Pointing records
┄┄┄┄┄┄┄┄┄┄┄┄┄┄┄┄┄┄┄┄
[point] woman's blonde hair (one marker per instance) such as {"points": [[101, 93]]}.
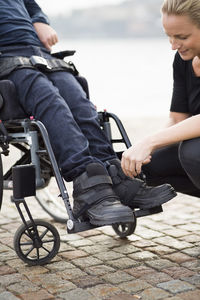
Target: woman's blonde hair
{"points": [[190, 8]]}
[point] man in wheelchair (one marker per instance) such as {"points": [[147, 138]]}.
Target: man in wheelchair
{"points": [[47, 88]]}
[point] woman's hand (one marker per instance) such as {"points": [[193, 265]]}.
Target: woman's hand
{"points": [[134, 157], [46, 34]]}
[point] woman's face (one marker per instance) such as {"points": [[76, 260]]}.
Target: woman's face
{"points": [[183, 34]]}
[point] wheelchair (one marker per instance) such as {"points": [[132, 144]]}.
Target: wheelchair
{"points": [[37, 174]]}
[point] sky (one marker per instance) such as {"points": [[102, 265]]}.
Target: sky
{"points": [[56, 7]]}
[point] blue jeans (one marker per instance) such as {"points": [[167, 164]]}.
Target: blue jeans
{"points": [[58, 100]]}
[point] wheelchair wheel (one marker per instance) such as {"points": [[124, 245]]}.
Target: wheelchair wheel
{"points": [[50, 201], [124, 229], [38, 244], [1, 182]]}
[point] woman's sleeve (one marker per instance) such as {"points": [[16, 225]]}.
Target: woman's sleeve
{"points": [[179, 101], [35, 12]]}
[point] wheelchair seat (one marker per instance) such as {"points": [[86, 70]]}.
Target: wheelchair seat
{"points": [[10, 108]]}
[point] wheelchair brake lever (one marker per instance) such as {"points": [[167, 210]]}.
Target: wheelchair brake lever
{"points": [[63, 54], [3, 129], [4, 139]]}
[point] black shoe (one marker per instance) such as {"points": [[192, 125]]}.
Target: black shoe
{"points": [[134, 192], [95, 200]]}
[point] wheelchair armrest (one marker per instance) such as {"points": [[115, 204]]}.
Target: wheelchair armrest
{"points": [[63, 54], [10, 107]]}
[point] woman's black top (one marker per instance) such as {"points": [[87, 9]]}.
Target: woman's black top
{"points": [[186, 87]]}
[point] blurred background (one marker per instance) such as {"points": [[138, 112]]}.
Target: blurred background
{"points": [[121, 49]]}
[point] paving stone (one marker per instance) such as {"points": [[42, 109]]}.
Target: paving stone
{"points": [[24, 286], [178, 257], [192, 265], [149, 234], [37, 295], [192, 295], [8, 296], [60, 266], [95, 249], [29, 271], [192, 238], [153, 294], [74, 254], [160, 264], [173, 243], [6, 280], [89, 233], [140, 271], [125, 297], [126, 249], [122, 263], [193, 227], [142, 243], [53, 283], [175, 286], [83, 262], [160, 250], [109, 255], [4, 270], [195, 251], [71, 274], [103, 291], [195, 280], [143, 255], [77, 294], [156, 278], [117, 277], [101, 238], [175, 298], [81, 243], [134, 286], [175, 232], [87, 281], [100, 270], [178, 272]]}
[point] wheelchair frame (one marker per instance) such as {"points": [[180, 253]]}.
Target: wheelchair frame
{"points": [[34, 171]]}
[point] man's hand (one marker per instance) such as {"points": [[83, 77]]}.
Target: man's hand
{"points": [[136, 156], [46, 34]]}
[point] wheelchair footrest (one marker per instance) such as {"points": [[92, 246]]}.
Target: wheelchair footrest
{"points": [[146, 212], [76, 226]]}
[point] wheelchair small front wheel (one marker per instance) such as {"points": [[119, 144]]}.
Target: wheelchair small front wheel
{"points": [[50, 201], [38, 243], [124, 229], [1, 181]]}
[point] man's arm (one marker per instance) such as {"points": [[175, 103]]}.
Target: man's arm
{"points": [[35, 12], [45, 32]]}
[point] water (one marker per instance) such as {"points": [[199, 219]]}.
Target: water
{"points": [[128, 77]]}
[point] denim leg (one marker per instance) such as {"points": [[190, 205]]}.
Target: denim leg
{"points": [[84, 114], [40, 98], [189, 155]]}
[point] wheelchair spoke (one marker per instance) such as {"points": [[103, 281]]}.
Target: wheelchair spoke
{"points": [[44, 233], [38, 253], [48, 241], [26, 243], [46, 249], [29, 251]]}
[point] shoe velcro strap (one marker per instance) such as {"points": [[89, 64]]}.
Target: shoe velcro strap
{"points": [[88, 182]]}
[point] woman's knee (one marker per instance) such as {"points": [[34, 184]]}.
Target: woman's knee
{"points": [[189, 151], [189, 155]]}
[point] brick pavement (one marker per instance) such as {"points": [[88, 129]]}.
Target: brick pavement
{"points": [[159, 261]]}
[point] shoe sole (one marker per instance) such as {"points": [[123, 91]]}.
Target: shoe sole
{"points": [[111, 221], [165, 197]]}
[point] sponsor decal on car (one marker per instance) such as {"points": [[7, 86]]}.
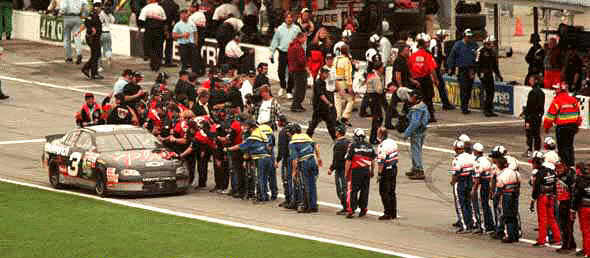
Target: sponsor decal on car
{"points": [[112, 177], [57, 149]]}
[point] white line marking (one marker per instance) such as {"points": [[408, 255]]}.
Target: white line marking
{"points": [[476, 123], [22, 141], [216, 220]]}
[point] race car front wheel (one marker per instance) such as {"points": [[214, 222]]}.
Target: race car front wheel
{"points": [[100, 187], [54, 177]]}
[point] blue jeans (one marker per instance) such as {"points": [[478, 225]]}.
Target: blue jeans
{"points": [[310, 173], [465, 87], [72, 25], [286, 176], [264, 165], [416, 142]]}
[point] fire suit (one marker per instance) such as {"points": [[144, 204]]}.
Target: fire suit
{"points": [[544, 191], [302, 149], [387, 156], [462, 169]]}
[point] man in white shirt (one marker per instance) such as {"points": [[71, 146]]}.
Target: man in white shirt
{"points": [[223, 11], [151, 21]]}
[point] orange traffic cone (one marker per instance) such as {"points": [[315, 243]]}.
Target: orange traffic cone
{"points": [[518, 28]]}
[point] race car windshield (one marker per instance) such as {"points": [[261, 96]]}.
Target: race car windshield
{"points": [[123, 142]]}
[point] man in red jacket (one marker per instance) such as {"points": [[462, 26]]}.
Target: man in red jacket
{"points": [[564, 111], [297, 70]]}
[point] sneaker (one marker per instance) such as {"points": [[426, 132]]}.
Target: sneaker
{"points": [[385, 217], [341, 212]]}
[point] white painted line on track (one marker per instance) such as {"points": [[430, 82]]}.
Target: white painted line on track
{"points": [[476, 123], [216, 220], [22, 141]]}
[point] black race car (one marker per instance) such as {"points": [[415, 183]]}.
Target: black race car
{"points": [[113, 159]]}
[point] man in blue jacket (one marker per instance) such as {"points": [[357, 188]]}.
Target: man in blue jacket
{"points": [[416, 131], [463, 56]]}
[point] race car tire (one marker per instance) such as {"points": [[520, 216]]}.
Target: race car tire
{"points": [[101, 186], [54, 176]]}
┄┄┄┄┄┄┄┄┄┄┄┄┄┄┄┄┄┄┄┄
Give every line above again exactly, with no pictures.

[point] woman's blonde hair (one marker per instance) such as {"points": [[101, 93]]}.
Target: woman's blonde hair
{"points": [[190, 8]]}
[point] man in wheelchair (one marker per instance) such as {"points": [[147, 138]]}.
Target: man in wheelchair
{"points": [[47, 88]]}
[point] woman's hand (one marker per instance) such as {"points": [[193, 265]]}.
Target: woman's hand
{"points": [[134, 157], [46, 34]]}
[point] woman's face (one marker per instance) such as {"points": [[76, 260]]}.
Target: woman's face
{"points": [[183, 34]]}
[point] wheelchair (one marker per instance) such as {"points": [[132, 144]]}.
Target: wheelchair
{"points": [[37, 174]]}
[point] sky (one marker per instance) such as {"points": [[102, 265]]}.
Target: sky
{"points": [[56, 7]]}
[point] blue jeans (one marker per instance) such as {"points": [[167, 164]]}.
Target: blue jeans
{"points": [[58, 100]]}
[point] wheelchair wheel (one marker per instance) such as {"points": [[124, 245]]}.
Target: wheelchair wheel
{"points": [[50, 201], [124, 229], [38, 244], [1, 182]]}
[point] woman's sleeve (one marker per instance) such as {"points": [[16, 225]]}.
Target: woman's sleeve
{"points": [[179, 101], [35, 12]]}
[point] wheelchair seat (one marker per instance) such as {"points": [[86, 70]]}.
Target: wheelchair seat
{"points": [[10, 108]]}
[point] wheelchair brake lever (one marker per instance) such as {"points": [[167, 210]]}.
Target: wheelchair brake lever
{"points": [[63, 54], [3, 129], [4, 139]]}
[point] black shoe (one marker per instance) such as {"points": [[192, 125]]}.
Target: black shoe
{"points": [[134, 192], [95, 200]]}
[point] wheelchair armrest (one marker per instance) such as {"points": [[115, 204]]}.
Target: wheelchair armrest
{"points": [[63, 54], [10, 107]]}
[point] woman's black top (one marker per instance) such as {"points": [[87, 9]]}.
Target: woman's black top
{"points": [[186, 87]]}
[point] blurred background (one marker per instance) such as {"points": [[138, 112]]}.
Target: blurred background
{"points": [[121, 49]]}
[point] paving stone (one marker per instance) such as {"points": [[42, 109]]}.
Target: paving stone
{"points": [[24, 286], [178, 257], [192, 265], [149, 234], [37, 295], [192, 295], [8, 296], [60, 266], [95, 249], [29, 271], [192, 238], [153, 294], [74, 254], [160, 264], [173, 243], [6, 280], [89, 233], [140, 271], [125, 297], [126, 249], [122, 263], [193, 227], [142, 243], [53, 283], [175, 286], [83, 262], [160, 250], [109, 255], [4, 270], [195, 251], [71, 274], [103, 291], [195, 280], [143, 255], [77, 294], [156, 278], [117, 277], [101, 238], [175, 298], [81, 243], [134, 286], [175, 232], [87, 281], [100, 270], [178, 272]]}
[point] wheelchair frame (one marker per instance) such as {"points": [[180, 253]]}.
Target: wheelchair frame
{"points": [[34, 171]]}
[point] man's hand (one marker per instance) such as {"points": [[83, 77]]}.
Target: man's hand
{"points": [[136, 156], [46, 34]]}
[point] wheelchair footrest (one marker per instance) such as {"points": [[92, 246]]}.
Target: wheelchair footrest
{"points": [[146, 212], [76, 226]]}
[point] wheelchair small front wheel (one marker per instance) such as {"points": [[119, 144]]}.
Target: wheelchair small front wheel
{"points": [[50, 201], [38, 243], [124, 229], [1, 181]]}
[point] man's arm (one marker per instance) such as {"points": [[175, 103]]}.
Target: man's arm
{"points": [[35, 12], [45, 32]]}
[point] water (one marker per instance) such as {"points": [[199, 219]]}.
Target: water
{"points": [[128, 77]]}
[point] denim leg (one marker per instance) such as {"points": [[190, 205]]}.
Target: denim leg
{"points": [[84, 114], [40, 98], [189, 155]]}
[point] wheelchair spoke (one marker per instance) such as {"points": [[103, 281]]}.
Target: wheelchair spoke
{"points": [[44, 233], [38, 253], [48, 241], [26, 243], [46, 249], [29, 251]]}
[point] shoe velcro strap (one marker per instance) such as {"points": [[89, 64]]}.
Target: shoe velcro strap
{"points": [[88, 182]]}
[point] woman's knee (one marker per instance) such as {"points": [[34, 184]]}.
Target: woman's knee
{"points": [[189, 151], [189, 155]]}
[point] brick pavement (one marker per instance) such as {"points": [[88, 129]]}.
Target: brick pavement
{"points": [[159, 261]]}
[point] shoe sole (one marker per instance) such as {"points": [[123, 91]]}.
Target: shoe sole
{"points": [[111, 221], [165, 197]]}
[point] sponsor decal on car (one marker per instance) such as {"points": [[7, 86]]}.
Target: sponsor decal on car
{"points": [[112, 177], [57, 149]]}
[point] white line marking (one marker per instance) such as {"points": [[408, 255]]}.
Target: white line marking
{"points": [[476, 123], [22, 141], [216, 220]]}
[point] race car front wheel (one marker per instance) such as {"points": [[214, 222]]}.
Target: race car front wheel
{"points": [[100, 187], [54, 177]]}
[point] blue jeans (one marker per instance) such as {"points": [[478, 225]]}.
Target: blue jeans
{"points": [[310, 173], [465, 87], [72, 25], [286, 176], [264, 165], [416, 142]]}
[point] fire suit (one marker per instance) such as {"points": [[144, 204]]}.
Target: fire suit
{"points": [[544, 191], [302, 149], [387, 156], [462, 169]]}
[point] man in white shirt (one marker per instance) such as {"points": [[71, 146]]}.
Target: man in white shirt
{"points": [[223, 11], [151, 21]]}
[point] orange traffic cone (one marker per instance) such as {"points": [[315, 243]]}.
Target: orange traffic cone
{"points": [[518, 28]]}
[point] race car windshield (one marker per instance) such as {"points": [[261, 96]]}.
Target: race car windshield
{"points": [[123, 142]]}
[point] man in red jacket (one marker per instance) such as {"points": [[462, 26]]}.
Target: man in red jacket
{"points": [[564, 111], [297, 70]]}
[point] sneaker (one marker per instance) such as {"points": [[426, 132]]}.
Target: sneaker
{"points": [[385, 217], [341, 212]]}
[point] white painted line on track (one marker per instance) such as {"points": [[430, 82]]}.
Target: white painted line on track
{"points": [[476, 123], [216, 220], [22, 141]]}
[point] black race car (one marker per instance) such as {"points": [[415, 183]]}.
Target: black race car
{"points": [[113, 159]]}
[point] man in blue jacket (one marker per instance) such as {"points": [[357, 188]]}.
Target: man in blue jacket
{"points": [[416, 131], [463, 56]]}
[point] race car tire (one marker per instance) such as {"points": [[520, 216]]}.
Target: race car tire
{"points": [[101, 186], [54, 176]]}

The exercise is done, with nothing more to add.